> Task input
§ §
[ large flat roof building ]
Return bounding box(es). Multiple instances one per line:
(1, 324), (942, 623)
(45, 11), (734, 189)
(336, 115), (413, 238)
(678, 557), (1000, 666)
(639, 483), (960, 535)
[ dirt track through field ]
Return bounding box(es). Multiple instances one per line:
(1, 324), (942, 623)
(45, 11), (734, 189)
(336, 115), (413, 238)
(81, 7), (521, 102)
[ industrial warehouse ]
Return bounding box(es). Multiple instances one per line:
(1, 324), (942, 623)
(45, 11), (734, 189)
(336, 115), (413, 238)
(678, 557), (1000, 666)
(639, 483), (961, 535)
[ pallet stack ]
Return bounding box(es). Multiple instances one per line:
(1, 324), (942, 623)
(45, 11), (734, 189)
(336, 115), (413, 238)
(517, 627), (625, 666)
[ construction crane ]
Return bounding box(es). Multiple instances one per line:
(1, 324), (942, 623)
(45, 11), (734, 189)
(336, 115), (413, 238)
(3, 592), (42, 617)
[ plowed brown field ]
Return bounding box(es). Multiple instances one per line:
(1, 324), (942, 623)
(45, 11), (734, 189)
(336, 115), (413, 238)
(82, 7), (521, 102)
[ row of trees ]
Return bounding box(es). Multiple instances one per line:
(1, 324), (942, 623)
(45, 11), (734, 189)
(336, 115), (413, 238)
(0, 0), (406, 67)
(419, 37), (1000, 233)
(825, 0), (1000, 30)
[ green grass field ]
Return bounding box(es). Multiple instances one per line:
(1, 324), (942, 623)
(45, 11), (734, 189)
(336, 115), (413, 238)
§ §
> Work to complete
Copy all of the data above without changing a single character.

> Solution to this problem
[ large flat roof building ]
Return bounding box(es). Multiple instances one per line:
(1, 324), (942, 623)
(45, 11), (734, 189)
(336, 115), (413, 238)
(678, 557), (1000, 666)
(639, 483), (960, 535)
[ dirt track through field ]
Return bounding box(es). Multiple instances one per line:
(1, 324), (942, 623)
(45, 11), (734, 189)
(336, 115), (413, 238)
(81, 7), (521, 102)
[ industrial warehouse ]
Return bounding box(es). Multiple instances one per line:
(1, 324), (942, 623)
(45, 11), (734, 189)
(336, 115), (413, 238)
(678, 557), (1000, 666)
(639, 483), (961, 535)
[ pallet stack ]
Return bounding box(es). Multiple instances one per line:
(1, 324), (942, 623)
(45, 11), (734, 189)
(336, 115), (413, 238)
(517, 627), (625, 666)
[ construction crane ]
Return bounding box(es). Multiple instances one per line:
(1, 324), (942, 623)
(45, 11), (734, 189)
(336, 115), (413, 238)
(3, 592), (42, 617)
[ plowed brown field ]
Return bounding box(es). Multiple instances one per line:
(1, 324), (942, 623)
(45, 11), (734, 189)
(336, 115), (413, 238)
(82, 7), (521, 102)
[ row of trees ]
Return bounding box(es). Multiple instances one per line:
(1, 324), (942, 623)
(45, 11), (734, 189)
(336, 115), (413, 238)
(0, 0), (406, 67)
(419, 37), (1000, 233)
(825, 0), (1000, 30)
[ green grass field ]
Return bounding box(es). Multiple instances one per line:
(1, 324), (942, 623)
(45, 11), (734, 189)
(336, 115), (413, 238)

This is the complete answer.